===== RECORDS FOR PROCESSING

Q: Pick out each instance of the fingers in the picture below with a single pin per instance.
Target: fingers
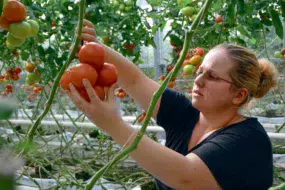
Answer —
(88, 23)
(90, 91)
(88, 37)
(110, 92)
(86, 30)
(75, 97)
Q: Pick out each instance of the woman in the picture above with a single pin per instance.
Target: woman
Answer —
(209, 145)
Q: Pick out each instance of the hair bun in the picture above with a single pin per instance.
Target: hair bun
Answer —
(268, 77)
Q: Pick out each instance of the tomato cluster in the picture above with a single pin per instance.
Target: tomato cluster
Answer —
(92, 68)
(11, 74)
(142, 116)
(121, 93)
(280, 54)
(13, 20)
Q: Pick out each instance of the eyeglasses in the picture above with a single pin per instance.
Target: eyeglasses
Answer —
(210, 76)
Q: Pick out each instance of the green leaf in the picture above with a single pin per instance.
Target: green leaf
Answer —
(282, 4)
(154, 29)
(25, 55)
(241, 7)
(253, 41)
(7, 108)
(41, 51)
(176, 40)
(231, 13)
(243, 31)
(147, 25)
(277, 23)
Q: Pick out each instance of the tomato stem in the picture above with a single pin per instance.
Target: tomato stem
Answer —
(1, 6)
(32, 130)
(157, 94)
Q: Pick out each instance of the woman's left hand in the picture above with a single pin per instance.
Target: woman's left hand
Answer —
(103, 114)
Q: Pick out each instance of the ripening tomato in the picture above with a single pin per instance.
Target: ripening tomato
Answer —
(98, 89)
(141, 118)
(108, 75)
(80, 72)
(17, 70)
(14, 11)
(93, 54)
(199, 51)
(219, 19)
(20, 29)
(30, 67)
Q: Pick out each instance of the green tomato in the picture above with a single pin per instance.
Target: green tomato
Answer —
(188, 11)
(32, 77)
(127, 9)
(122, 7)
(193, 17)
(129, 3)
(15, 42)
(278, 54)
(7, 108)
(116, 3)
(174, 25)
(20, 29)
(34, 28)
(179, 2)
(4, 3)
(9, 46)
(189, 69)
(154, 2)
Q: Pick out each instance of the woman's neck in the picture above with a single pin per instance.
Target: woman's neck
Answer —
(217, 121)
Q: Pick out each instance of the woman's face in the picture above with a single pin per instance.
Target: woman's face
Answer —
(213, 83)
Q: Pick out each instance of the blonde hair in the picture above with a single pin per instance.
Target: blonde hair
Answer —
(256, 75)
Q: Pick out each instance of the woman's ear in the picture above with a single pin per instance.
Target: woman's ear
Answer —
(240, 95)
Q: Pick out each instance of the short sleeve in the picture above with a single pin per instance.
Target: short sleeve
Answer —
(238, 161)
(175, 109)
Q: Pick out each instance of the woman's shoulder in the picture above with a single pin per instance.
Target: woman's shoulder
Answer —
(247, 131)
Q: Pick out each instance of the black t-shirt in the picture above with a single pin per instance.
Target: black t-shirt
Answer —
(239, 155)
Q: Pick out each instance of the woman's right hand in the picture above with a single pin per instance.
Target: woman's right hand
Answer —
(88, 34)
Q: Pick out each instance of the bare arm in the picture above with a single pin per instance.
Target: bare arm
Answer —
(170, 167)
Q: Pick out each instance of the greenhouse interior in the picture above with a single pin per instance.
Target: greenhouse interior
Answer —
(142, 58)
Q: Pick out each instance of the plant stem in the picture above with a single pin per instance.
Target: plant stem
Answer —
(1, 6)
(31, 132)
(157, 94)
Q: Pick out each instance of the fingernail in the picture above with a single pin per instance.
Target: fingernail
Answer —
(84, 82)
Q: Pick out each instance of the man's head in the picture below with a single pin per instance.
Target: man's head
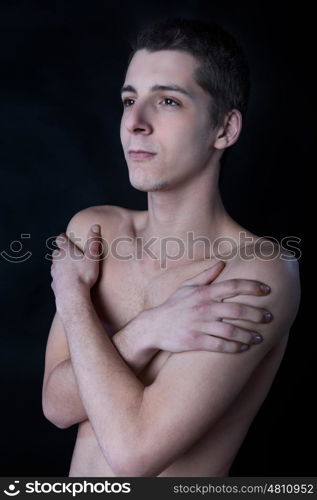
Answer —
(206, 62)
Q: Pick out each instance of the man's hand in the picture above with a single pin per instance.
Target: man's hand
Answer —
(74, 271)
(192, 317)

==========

OBJECTIVE:
Copy all of the lines above word for word, leaving the pictures out of your copy.

ANSWER FOR THE TASK:
Q: Pick out each instance of the fingers in the picture below with a single pin per instance.
Target: fingers
Answer —
(88, 23)
(90, 91)
(88, 37)
(110, 92)
(86, 30)
(75, 97)
Q: Pick out each instance of the woman in the picture above with a single pin per instance.
Target: woman
Answer —
(209, 145)
Q: Pick out each instance of the hair bun in the picture above with a single pin per instance.
Target: hair bun
Answer —
(268, 77)
Q: Pick out each instance of the tomato cluster in the picture above with a single pin per instance.
Target: tomato cluster
Answer —
(92, 68)
(11, 74)
(142, 116)
(121, 93)
(280, 54)
(13, 20)
Q: Pick out each instance of the eyeglasses in the picture above with a single pin per instance.
Target: eyeglasses
Answer —
(210, 76)
Q: Pick out each instance of the green leaf in the picture above with a single pin per instance.
Target: green leaf
Answer —
(282, 4)
(154, 29)
(25, 55)
(241, 7)
(253, 41)
(7, 108)
(41, 51)
(176, 40)
(231, 13)
(243, 31)
(147, 25)
(277, 23)
Q: Pick out each instance of the tomato stem in the picture above with a single pin per instance.
Target: tomato stem
Answer —
(1, 6)
(32, 130)
(157, 94)
Q: Pick out each instance of the woman's left hand in the picture above with a single pin per instance.
Target: woman's left hand
Answer —
(103, 114)
Q: Pick out each instance of the ripening tomato in the picture above with a single pin per instance.
Target: ripening tomato
Answer —
(98, 89)
(141, 118)
(108, 75)
(80, 72)
(17, 70)
(14, 11)
(93, 54)
(199, 51)
(219, 19)
(20, 29)
(30, 67)
Q: Pick out each instance of the green tomato in the picture above with a single pin per instance.
Target: green tomato
Answer —
(188, 11)
(32, 77)
(127, 9)
(122, 7)
(193, 17)
(129, 3)
(15, 42)
(278, 54)
(7, 108)
(116, 3)
(174, 25)
(20, 29)
(34, 28)
(179, 2)
(4, 3)
(9, 46)
(189, 69)
(154, 2)
Q: Pick out each instance of the woman's neck in the picture above with a single pin per instance.
Target: woman's neck
Answer —
(217, 121)
Q: Pick out each instance of the woman's face in the picture above with a single pin per instance.
Target: woman's face
Answer —
(213, 83)
Q: Pick out each instance of the blonde hair in the picture above with a single pin per instance.
Target: blonde hair
Answer —
(256, 75)
Q: Pick out each instance of the woman's ear in the picture above with a single pin per instance.
Target: woman's ear
Answer —
(240, 95)
Q: Pick out each instance of the short sleeve in the picture above with a single pin per instance.
Target: short sleeve
Answer —
(238, 161)
(175, 109)
Q: Pick out each instance of the woman's shoulder in the picture above with a single pin per instance.
Target: woman's shoulder
Answer —
(247, 131)
Q: Pick out each instance of the black t-shirt in the picture above with a single pin per instance.
Target: black t-shirt
Answer —
(239, 155)
Q: Pick out each instance of the woman's right hand in the picture above with a single pin per instance.
Target: woman's right hand
Answer —
(88, 34)
Q: Pick out each instance of the bare arm in the picture above with a single pin per instance.
Target: bare arm
Answer —
(170, 167)
Q: Pick out each instance of the greenhouse interior in the picture above with a single pin per instance.
Target: greenhouse interior
Answer —
(142, 58)
Q: Pick out each instance of the plant stem in the picture above with a single pin per instance.
Target: plant stem
Answer —
(1, 6)
(31, 132)
(157, 94)
Q: Pick out each instance of the fingernail in the picture above with a single pin per instance.
Target: fingernail
Answer —
(84, 82)
Q: Pick out each instance of the man's head in the picture below with a single pin per instance.
Target: man's head
Answer —
(206, 62)
Q: Pick out each instance of the man's hand in the picture above with a single pin per instance.
Target: man's hand
Answer —
(74, 271)
(192, 317)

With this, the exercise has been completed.